§ SET PROBLEM
Please locate each line in the entries below that contains the word "every" and copy those lines out. Matching is case-sensitive.
━━━ ITEMS ━━━
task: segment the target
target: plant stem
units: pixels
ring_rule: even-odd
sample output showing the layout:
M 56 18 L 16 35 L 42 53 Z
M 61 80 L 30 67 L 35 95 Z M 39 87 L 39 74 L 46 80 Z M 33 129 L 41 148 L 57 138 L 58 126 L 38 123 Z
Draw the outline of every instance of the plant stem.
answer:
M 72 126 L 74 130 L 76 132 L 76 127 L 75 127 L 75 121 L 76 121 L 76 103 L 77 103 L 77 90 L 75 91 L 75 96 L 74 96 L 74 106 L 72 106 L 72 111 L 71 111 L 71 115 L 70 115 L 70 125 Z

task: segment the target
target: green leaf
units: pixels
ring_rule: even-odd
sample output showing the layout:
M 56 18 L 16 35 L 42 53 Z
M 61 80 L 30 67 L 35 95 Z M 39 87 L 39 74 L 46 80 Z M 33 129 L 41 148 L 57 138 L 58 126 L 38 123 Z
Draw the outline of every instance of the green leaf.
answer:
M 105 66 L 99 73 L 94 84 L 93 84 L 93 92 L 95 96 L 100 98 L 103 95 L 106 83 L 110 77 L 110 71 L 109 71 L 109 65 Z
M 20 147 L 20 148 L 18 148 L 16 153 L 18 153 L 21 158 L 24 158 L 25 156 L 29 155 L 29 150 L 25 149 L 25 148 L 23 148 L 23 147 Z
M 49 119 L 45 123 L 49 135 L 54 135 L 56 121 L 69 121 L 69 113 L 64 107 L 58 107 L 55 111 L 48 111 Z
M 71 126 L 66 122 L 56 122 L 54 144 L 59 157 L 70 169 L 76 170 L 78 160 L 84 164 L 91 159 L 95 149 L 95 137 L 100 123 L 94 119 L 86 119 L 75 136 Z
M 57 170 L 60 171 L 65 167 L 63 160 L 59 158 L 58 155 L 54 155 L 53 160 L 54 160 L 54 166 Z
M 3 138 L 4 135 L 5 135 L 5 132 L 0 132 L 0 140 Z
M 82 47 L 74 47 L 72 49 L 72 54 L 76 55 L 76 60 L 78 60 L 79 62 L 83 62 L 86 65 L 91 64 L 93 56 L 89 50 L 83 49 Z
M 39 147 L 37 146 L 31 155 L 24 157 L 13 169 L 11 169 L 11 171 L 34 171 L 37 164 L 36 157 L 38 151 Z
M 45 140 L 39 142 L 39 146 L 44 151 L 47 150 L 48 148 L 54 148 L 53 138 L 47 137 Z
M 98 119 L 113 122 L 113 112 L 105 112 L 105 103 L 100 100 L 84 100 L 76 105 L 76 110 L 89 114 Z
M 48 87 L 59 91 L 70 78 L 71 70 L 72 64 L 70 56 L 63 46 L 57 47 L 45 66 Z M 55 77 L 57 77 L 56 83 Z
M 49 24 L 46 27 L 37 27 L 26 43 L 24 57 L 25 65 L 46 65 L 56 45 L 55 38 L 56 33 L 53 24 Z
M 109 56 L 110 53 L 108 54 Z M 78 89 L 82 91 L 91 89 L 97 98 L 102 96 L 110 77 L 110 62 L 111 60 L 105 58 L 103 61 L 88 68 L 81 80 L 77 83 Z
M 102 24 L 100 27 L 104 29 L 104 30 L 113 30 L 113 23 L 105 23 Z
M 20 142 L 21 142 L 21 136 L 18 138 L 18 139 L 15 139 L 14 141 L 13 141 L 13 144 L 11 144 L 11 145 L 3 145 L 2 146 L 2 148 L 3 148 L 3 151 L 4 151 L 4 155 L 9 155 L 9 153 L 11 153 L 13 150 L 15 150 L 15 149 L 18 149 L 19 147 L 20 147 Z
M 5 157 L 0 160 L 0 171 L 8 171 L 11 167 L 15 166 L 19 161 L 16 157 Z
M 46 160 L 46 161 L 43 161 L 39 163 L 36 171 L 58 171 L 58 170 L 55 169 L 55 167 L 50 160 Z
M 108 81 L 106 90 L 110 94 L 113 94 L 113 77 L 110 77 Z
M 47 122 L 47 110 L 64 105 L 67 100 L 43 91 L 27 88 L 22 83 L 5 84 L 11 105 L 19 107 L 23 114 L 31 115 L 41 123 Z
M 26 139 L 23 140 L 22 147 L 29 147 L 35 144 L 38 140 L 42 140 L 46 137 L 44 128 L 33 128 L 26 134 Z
━━━
§ RESULT OF THIS EXERCISE
Draw the outline of every instance of the plant stem.
Draw the outline of every instance of the green leaf.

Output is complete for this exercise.